GOAL:
Return each row below that contains the word "with", copying every such row in full.

MATERIAL FOR THIS EXERCISE:

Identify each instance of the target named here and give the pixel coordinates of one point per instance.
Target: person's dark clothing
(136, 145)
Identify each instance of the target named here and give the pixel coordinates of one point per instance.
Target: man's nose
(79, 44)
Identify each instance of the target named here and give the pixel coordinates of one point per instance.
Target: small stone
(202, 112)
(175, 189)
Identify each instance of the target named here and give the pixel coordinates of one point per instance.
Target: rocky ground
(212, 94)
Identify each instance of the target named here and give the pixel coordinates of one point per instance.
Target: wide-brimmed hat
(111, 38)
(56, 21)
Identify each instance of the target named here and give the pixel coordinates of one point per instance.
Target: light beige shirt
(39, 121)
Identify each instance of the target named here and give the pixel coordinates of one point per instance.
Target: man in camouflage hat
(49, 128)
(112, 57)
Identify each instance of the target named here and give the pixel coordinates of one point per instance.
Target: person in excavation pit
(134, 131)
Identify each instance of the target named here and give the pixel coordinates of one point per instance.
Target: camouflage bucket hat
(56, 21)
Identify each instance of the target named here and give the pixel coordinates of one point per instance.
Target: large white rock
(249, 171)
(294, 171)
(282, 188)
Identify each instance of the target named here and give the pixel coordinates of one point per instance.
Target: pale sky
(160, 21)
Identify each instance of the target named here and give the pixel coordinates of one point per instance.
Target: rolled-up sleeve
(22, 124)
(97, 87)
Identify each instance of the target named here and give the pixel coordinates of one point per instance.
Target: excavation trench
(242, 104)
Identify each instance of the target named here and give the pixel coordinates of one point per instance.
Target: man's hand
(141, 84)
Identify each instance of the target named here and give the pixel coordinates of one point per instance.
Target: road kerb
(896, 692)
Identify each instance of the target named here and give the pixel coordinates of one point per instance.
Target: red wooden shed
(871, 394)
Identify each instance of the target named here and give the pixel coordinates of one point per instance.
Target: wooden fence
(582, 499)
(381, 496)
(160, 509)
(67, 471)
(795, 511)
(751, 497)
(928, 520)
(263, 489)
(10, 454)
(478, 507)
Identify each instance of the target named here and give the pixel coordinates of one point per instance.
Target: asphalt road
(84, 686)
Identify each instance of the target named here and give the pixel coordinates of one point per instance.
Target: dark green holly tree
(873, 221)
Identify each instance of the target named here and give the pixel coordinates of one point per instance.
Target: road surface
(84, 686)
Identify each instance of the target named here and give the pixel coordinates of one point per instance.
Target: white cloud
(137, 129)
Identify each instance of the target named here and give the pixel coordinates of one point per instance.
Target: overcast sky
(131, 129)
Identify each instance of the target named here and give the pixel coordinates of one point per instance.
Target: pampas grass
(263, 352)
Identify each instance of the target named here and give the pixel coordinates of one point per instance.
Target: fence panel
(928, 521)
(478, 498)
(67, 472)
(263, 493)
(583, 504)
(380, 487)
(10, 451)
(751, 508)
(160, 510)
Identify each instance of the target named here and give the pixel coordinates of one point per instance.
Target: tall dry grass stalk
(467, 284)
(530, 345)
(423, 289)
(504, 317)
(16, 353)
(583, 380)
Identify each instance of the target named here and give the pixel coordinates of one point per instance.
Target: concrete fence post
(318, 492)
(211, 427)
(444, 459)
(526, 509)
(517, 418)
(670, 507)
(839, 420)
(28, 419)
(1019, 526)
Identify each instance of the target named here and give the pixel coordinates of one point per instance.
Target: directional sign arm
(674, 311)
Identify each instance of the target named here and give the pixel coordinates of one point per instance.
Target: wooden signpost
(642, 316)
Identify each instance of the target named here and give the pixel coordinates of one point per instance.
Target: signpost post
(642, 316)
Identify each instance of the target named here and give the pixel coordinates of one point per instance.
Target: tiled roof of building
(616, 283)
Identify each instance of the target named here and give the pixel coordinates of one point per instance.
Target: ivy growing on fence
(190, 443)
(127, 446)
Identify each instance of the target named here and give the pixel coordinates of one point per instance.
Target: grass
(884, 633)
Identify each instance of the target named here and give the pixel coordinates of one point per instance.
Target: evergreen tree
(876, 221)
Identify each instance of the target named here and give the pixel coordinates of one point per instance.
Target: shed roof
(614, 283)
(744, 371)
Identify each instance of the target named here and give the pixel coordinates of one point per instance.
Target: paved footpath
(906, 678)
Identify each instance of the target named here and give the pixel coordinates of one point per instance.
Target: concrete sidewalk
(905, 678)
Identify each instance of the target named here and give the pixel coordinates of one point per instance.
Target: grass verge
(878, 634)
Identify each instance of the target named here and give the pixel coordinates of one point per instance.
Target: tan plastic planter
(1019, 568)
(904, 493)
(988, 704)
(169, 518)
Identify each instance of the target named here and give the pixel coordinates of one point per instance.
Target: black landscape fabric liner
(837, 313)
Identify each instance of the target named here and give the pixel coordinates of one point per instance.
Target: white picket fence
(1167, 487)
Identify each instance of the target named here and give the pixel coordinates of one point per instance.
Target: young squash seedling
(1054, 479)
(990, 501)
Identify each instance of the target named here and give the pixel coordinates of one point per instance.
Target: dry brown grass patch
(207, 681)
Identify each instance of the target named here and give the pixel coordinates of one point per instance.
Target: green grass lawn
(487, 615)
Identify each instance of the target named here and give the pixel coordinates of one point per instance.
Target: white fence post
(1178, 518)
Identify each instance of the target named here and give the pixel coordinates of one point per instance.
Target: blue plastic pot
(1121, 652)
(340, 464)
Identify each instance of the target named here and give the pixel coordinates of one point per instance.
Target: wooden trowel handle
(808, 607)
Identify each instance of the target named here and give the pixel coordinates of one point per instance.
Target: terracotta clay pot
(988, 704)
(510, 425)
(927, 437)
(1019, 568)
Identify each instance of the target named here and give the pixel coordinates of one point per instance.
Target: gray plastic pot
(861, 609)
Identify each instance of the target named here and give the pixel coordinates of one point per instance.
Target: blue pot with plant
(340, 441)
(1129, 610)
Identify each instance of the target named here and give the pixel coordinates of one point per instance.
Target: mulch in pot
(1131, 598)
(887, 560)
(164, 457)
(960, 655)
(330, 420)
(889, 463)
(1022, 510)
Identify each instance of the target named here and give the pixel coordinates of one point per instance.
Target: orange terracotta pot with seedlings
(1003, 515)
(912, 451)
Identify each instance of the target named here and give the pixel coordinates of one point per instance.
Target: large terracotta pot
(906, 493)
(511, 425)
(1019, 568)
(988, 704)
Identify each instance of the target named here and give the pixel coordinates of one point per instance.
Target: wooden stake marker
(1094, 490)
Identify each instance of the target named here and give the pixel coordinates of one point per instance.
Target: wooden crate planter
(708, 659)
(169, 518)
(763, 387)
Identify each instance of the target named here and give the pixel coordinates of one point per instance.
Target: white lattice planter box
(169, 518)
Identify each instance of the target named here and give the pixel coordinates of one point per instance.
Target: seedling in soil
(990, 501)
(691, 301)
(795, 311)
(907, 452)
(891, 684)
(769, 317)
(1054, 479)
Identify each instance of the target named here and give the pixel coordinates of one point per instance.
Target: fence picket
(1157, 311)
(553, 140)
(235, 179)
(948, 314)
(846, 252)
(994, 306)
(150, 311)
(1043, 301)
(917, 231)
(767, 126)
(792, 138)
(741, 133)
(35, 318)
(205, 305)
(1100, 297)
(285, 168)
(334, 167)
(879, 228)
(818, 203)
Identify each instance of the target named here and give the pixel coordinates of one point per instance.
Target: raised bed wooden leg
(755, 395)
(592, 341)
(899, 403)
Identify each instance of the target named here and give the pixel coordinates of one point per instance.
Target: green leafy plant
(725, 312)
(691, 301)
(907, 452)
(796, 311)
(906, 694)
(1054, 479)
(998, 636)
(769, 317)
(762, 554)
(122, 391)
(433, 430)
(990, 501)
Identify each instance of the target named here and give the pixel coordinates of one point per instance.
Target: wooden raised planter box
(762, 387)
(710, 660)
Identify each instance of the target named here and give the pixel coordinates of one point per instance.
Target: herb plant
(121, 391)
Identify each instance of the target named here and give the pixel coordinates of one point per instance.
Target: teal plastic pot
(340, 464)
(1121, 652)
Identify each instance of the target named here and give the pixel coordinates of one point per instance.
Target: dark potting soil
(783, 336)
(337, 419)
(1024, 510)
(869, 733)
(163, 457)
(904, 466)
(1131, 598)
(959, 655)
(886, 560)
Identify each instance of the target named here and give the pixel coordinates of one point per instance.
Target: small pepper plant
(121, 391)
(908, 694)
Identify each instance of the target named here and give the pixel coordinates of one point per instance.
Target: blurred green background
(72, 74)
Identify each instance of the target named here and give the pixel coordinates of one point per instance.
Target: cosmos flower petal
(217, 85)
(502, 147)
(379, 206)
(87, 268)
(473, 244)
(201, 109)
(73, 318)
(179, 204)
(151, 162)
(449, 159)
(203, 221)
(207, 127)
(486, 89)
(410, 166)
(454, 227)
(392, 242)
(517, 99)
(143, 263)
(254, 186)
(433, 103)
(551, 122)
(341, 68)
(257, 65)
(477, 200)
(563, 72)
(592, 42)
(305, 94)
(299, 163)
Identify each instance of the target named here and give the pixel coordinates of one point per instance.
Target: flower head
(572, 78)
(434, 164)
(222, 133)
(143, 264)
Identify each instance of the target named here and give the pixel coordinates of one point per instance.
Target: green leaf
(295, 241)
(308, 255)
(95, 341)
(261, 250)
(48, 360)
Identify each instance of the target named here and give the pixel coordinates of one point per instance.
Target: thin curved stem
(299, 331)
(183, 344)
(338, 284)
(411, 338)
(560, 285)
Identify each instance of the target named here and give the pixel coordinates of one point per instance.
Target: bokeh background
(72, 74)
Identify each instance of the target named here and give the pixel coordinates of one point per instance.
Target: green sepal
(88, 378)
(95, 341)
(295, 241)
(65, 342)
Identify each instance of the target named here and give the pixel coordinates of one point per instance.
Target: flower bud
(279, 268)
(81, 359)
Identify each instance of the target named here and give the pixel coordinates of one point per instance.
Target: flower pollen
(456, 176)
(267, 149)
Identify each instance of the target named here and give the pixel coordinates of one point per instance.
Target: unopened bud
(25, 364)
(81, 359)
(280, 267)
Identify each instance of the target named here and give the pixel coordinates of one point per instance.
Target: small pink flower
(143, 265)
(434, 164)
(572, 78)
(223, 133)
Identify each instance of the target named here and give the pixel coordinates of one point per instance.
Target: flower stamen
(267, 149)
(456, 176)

WRITTEN ANSWER:
Target: blue pot with plant
Target: orange terracotta pot with seedlings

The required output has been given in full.